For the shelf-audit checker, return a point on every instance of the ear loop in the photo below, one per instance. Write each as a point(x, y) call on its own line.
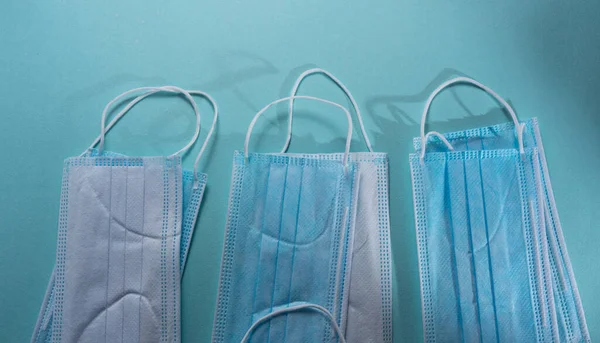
point(424, 137)
point(314, 307)
point(153, 90)
point(339, 83)
point(348, 117)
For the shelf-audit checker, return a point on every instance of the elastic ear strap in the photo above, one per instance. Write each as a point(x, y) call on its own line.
point(462, 79)
point(213, 103)
point(314, 307)
point(339, 83)
point(348, 117)
point(151, 90)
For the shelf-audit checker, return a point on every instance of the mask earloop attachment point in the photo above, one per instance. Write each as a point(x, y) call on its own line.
point(213, 103)
point(150, 90)
point(425, 139)
point(461, 79)
point(339, 83)
point(344, 160)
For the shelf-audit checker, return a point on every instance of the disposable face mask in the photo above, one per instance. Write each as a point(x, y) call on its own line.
point(482, 231)
point(325, 223)
point(572, 325)
point(369, 316)
point(193, 185)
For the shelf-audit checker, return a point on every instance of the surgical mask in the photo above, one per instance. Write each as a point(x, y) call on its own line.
point(572, 326)
point(484, 256)
point(193, 184)
point(324, 219)
point(369, 315)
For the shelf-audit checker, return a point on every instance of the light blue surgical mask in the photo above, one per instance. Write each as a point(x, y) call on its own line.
point(193, 185)
point(288, 243)
point(369, 315)
point(572, 326)
point(484, 255)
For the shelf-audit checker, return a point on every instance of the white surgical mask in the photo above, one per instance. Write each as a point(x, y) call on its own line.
point(116, 245)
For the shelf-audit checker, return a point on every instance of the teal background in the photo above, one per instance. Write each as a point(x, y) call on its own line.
point(62, 61)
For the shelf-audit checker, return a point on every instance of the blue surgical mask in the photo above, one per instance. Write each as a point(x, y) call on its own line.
point(571, 320)
point(193, 185)
point(485, 243)
point(291, 233)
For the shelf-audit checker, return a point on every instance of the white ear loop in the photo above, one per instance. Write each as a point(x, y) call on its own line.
point(424, 137)
point(344, 89)
point(314, 307)
point(152, 90)
point(348, 117)
point(169, 88)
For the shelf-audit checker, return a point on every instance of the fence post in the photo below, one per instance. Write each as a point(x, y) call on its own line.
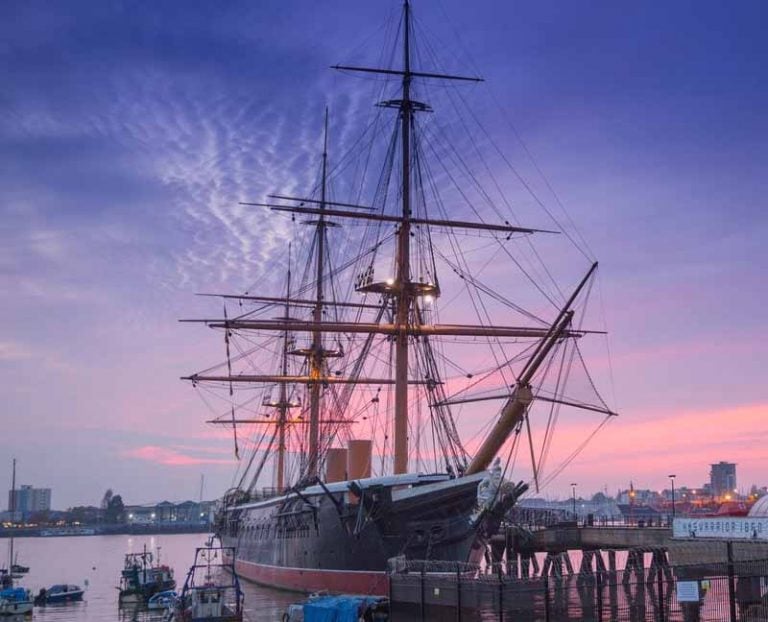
········
TASK → Reproduce every one of the entries above word for word, omitting the pictures.

SOLUTION TO THE EXERCISE →
For the shelf-audit checker, return a point on every instance of the ear loop in the photo below, one per instance. Write each as a point(x, y) call on its own line.
point(424, 137)
point(314, 307)
point(153, 90)
point(339, 83)
point(348, 117)
For the shelf-audit checker, return a point on every instance of the elastic ear strap in the photo above, one per instance. Write each as a point(x, y) call on its own line.
point(462, 79)
point(213, 103)
point(314, 307)
point(339, 83)
point(348, 117)
point(151, 90)
For the shelf-audit checker, return a point on every instance of the mask earloop attachment point in the photo above, one per instance. Write each as a point(x, y) call on its own line.
point(213, 103)
point(150, 90)
point(425, 139)
point(461, 79)
point(339, 83)
point(344, 160)
For the shelf-audit checker, return a point on every instance of the disposable face mask in the photo above, one per instance. Write each as a point(x, y) call on its own line.
point(482, 231)
point(325, 223)
point(572, 325)
point(369, 316)
point(193, 185)
For the shelf-audit checker, return a point on every instance of the surgical mask in the photo above, one per instance. Write each as a point(x, y) call on its own line.
point(572, 326)
point(484, 256)
point(193, 184)
point(324, 219)
point(369, 315)
For the shelf-audit checker, return a point on every instance of the light blue surgical mask in the photo above, one per instance. Write each as a point(x, y) call on its own line.
point(193, 185)
point(288, 243)
point(369, 315)
point(572, 326)
point(484, 255)
For the shelf-audit checker, return a point on every instance of the white surgical mask in the photo above, one per instance. Write each as a point(x, y) call on its own line.
point(116, 245)
For the shelf-audit checker, return a point on every instance of the teal background in the photo above, one per instance. Write each as a point(x, y) call on its own line.
point(62, 61)
For the shelf-audit checker, return a point on every instance of the blue surgical mask in the photo above, one per instance. Write each as a point(x, y) call on its own line.
point(571, 320)
point(193, 185)
point(485, 243)
point(291, 233)
For the shelf-audit checker, return a point on every instance of the white ear loop in the photo above, one per instance. Write each as a point(x, y) call on its own line.
point(424, 137)
point(344, 89)
point(314, 307)
point(152, 90)
point(348, 117)
point(169, 88)
For the shelf-audit checker, return a point on every instance of the fence post in the photo below, one per instance. Write each as a point(x, y) call on its own line.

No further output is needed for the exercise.